__Task to carry out__
Update the lines below by changing every "Quickstart" to "Getting Started" and leaving the rest untouched.

__Information given__
## start
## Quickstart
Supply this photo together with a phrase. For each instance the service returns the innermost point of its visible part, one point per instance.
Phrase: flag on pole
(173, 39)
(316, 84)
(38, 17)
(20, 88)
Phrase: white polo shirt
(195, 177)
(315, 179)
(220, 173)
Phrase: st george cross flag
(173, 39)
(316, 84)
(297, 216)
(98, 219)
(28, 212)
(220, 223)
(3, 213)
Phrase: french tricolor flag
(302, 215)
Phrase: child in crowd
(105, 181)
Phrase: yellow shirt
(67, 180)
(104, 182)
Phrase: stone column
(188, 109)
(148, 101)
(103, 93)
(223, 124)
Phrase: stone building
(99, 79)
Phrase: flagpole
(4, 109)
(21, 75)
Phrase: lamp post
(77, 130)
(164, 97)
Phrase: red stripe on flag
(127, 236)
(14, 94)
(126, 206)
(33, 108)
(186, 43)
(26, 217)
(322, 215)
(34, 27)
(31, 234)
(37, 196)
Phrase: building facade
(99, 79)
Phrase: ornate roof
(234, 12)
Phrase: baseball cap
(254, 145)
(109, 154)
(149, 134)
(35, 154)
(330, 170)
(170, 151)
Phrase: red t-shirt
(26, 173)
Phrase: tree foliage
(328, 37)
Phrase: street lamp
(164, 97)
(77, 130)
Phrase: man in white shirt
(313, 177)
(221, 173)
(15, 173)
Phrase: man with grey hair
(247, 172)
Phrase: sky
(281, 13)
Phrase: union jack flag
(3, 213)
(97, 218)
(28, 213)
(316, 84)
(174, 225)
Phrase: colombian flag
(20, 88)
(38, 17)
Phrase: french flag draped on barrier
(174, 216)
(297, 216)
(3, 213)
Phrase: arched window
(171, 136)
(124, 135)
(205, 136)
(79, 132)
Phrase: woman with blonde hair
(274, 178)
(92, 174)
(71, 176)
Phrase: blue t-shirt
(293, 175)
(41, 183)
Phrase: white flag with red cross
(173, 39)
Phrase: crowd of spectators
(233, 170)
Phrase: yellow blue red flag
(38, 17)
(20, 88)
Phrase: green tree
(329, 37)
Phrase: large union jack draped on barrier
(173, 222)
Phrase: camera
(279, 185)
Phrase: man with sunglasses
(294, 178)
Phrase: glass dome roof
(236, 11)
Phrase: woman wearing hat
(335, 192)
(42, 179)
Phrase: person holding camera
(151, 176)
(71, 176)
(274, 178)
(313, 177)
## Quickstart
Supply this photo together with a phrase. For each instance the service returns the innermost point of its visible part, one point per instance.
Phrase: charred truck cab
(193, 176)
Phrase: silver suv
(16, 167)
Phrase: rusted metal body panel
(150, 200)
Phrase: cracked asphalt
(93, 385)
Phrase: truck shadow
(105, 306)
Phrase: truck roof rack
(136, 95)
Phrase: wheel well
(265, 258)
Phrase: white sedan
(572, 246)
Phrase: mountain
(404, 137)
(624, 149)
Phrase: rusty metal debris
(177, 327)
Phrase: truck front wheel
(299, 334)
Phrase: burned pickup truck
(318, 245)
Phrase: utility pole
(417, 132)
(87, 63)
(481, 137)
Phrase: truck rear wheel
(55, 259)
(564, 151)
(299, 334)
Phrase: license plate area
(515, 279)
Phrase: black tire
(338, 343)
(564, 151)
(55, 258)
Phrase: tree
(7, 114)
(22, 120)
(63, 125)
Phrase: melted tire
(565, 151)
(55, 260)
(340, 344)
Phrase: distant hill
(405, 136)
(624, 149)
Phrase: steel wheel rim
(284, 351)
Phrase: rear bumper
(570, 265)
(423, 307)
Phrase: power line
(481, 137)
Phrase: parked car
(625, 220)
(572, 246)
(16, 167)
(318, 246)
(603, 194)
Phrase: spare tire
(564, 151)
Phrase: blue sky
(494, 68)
## end
__The result__
## Getting Started
Supply this photo together with a phrase. For each instance the service returns the innermost point of its visible part, one point per instance.
Phrase: flag on pole
(173, 39)
(316, 84)
(38, 17)
(20, 88)
Phrase: white polo shirt
(195, 177)
(315, 179)
(220, 173)
Phrase: st george cross flag
(173, 39)
(316, 84)
(297, 216)
(98, 219)
(28, 212)
(220, 223)
(3, 213)
Phrase: french tricolor flag
(302, 215)
Phrase: child in crowd
(105, 181)
Phrase: yellow shirt
(67, 180)
(104, 182)
Phrase: stone column
(188, 109)
(148, 101)
(103, 93)
(223, 124)
Phrase: stone building
(99, 79)
Phrase: flagpole
(4, 109)
(21, 75)
Phrase: lamp post
(77, 130)
(164, 97)
Phrase: red stripe on flag
(127, 236)
(14, 94)
(126, 206)
(33, 108)
(186, 43)
(26, 217)
(322, 215)
(34, 27)
(31, 234)
(37, 196)
Phrase: building facade
(99, 79)
Phrase: ornate roof
(234, 12)
Phrase: baseball cap
(254, 145)
(109, 154)
(149, 134)
(35, 154)
(330, 170)
(170, 151)
Phrase: red t-shirt
(26, 173)
Phrase: tree foliage
(328, 37)
Phrase: street lamp
(164, 97)
(77, 130)
Phrase: man in white shirt
(313, 177)
(221, 173)
(15, 173)
Phrase: man with grey hair
(247, 172)
Phrase: sky
(281, 13)
Phrase: union jack flag
(3, 213)
(97, 218)
(28, 213)
(316, 84)
(174, 225)
Phrase: colombian flag
(20, 88)
(38, 17)
Phrase: french flag draped on barrier
(174, 216)
(297, 216)
(3, 213)
Phrase: arched window
(171, 136)
(124, 135)
(205, 136)
(79, 132)
Phrase: woman with blonde hair
(274, 178)
(92, 174)
(71, 176)
Phrase: blue t-shirt
(293, 175)
(41, 183)
Phrase: white flag with red cross
(173, 39)
Phrase: crowd of spectators
(233, 170)
Phrase: yellow blue red flag
(38, 17)
(20, 88)
Phrase: green tree
(329, 37)
Phrase: large union jack draped on barrier
(173, 222)
Phrase: camera
(279, 185)
Phrase: man with sunglasses
(294, 178)
Phrase: glass dome roof
(236, 11)
Phrase: woman wearing hat
(335, 192)
(42, 179)
Phrase: person holding camera
(151, 176)
(71, 176)
(274, 178)
(313, 177)
## Getting Started
Supply this photo together with a phrase. For each instance the service returns the innermost point of its visible part, one point per instance.
Phrase: charred truck cab
(193, 176)
Phrase: silver suv
(16, 167)
Phrase: rusted metal body panel
(150, 200)
Phrase: cracked asphalt
(93, 385)
Phrase: truck shadow
(105, 306)
Phrase: truck roof rack
(136, 95)
Phrase: wheel well
(265, 258)
Phrase: white sedan
(572, 246)
Phrase: mountain
(404, 137)
(624, 149)
Phrase: rusty metal debris
(177, 327)
Phrase: truck front wheel
(299, 334)
Phrase: burned pickup truck
(318, 245)
Phrase: utility pole
(417, 132)
(87, 63)
(481, 137)
Phrase: truck rear wheel
(55, 259)
(564, 151)
(299, 334)
Phrase: license plate area
(515, 279)
Phrase: black tire
(338, 343)
(564, 151)
(55, 258)
Phrase: tree
(7, 114)
(22, 120)
(63, 125)
Phrase: melted tire
(565, 151)
(55, 260)
(340, 344)
Phrase: distant hill
(405, 136)
(624, 149)
Phrase: steel wheel rim
(284, 351)
Phrase: rear bumper
(570, 265)
(423, 307)
Phrase: power line
(481, 137)
Phrase: parked car
(625, 220)
(572, 246)
(16, 167)
(318, 246)
(603, 194)
Phrase: spare tire
(564, 151)
Phrase: blue sky
(494, 68)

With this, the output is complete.